*PROBLEMS AND TASKS*:
1. Reproduce the part of the text on mainfiles and aux files from "nomad.files.always_restricted(path: str)¶: Used" up to and including "accessing public files.".
2. Continue the text on mainfiles and aux files from the point where it stops.

*SUPPLIED TEXT*:
** BEGIN **
There is an implicit relationship between files, based on them being in the same directory. Each directory with at least one mainfile is a calculation directory and all the files are aux files to that mainfile. This is independent of the respective files actually contributing data or not. A calculation directory might contain multiple mainfile. E.g., user simulated multiple states of the same system, have one calculation based on the other, etc. In this case the other mainfile is an aux file to the original mainfile and vice versa.

Published files are kept in pairs of public and restricted files. Here the multiple mainfiles per directory provides a dilemma. If on mainfile is restricted, all its aux files should be restricted too. But if one of the aux files is actually a mainfile it might be published!

There are multiple ways to solve this. Due to the rarity of the case, we take the most simple solution: if one file is public, all files are made public, execpt those being other mainfiles. Therefore, the aux files of a restricted calc might become public!

nomad.files.always_restricted(path: str)¶: Used to put general restrictions on files, e.g. due to licensing issues. Will be called during packing and while accessing public files.

nomad.files.copytree(src, dst)¶: A close on shutils.copytree that does not try to copy the stats on all files. This is unecessary for our usecase and also causes permission denies for unknown reasons.
** END **
*SUPPLIED DATA*:
** BEGIN **
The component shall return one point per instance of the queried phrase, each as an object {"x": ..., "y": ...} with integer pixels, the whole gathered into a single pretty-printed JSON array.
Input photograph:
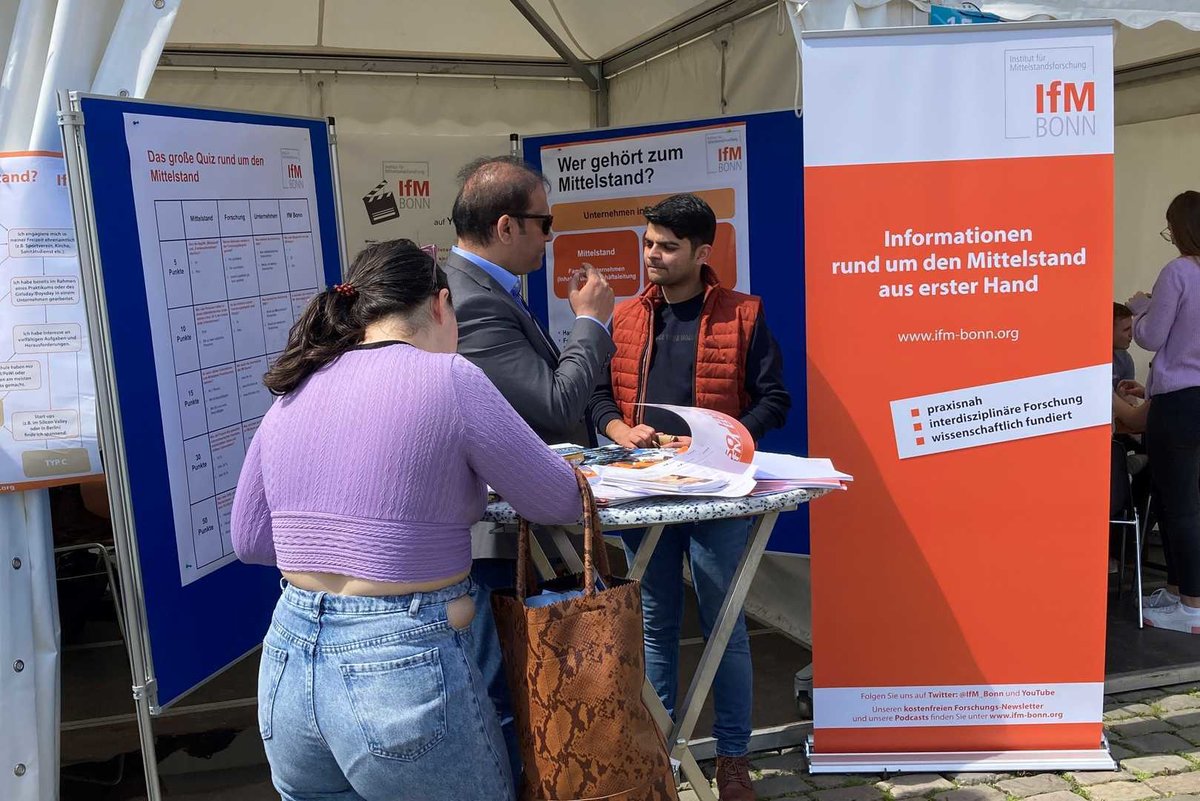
** END **
*ANSWER LIST*:
1.
nomad.files.always_restricted(path: str)¶: Used to put general restrictions on files, e.g. due to licensing issues. Will be called during packing and while accessing public files.

2.
class nomad.files.PathObject(bucket: str, object_id: str, os_path: str = None, prefix: bool = False, create_prefix: bool = False)¶

Object storage-like abstraction for paths in general. :param bucket: The bucket to store this object in :param object_id: The object id (i.e. directory path) :param os_path: Override the “object storage” path with the given path. :param prefix: Add a x-digit prefix directory, e.g. foo/test/ -> foo/tes/test :param create_prefix: Create the prefix right away

__init__(bucket: str, object_id: str, os_path: str = None, prefix: bool = False, create_prefix: bool = False) → None¶: Initialize self. See help(type(self)) for accurate signature.

delete() → None¶

exists() → bool¶

property size¶: The os determined file size.

class nomad.files.DirectoryObject(bucket: str, object_id: str, create: bool = False, **kwargs)¶

Object storage-like abstraction for directories. :param bucket: The bucket to store this object in :param object_id: The object id (i.e. directory path) :param create: True if the directory structure should be created. Default is False.

__init__(bucket: str, object_id: str, create: bool = False, **kwargs) → None¶: Initialize self. See help(type(self)) for accurate signature.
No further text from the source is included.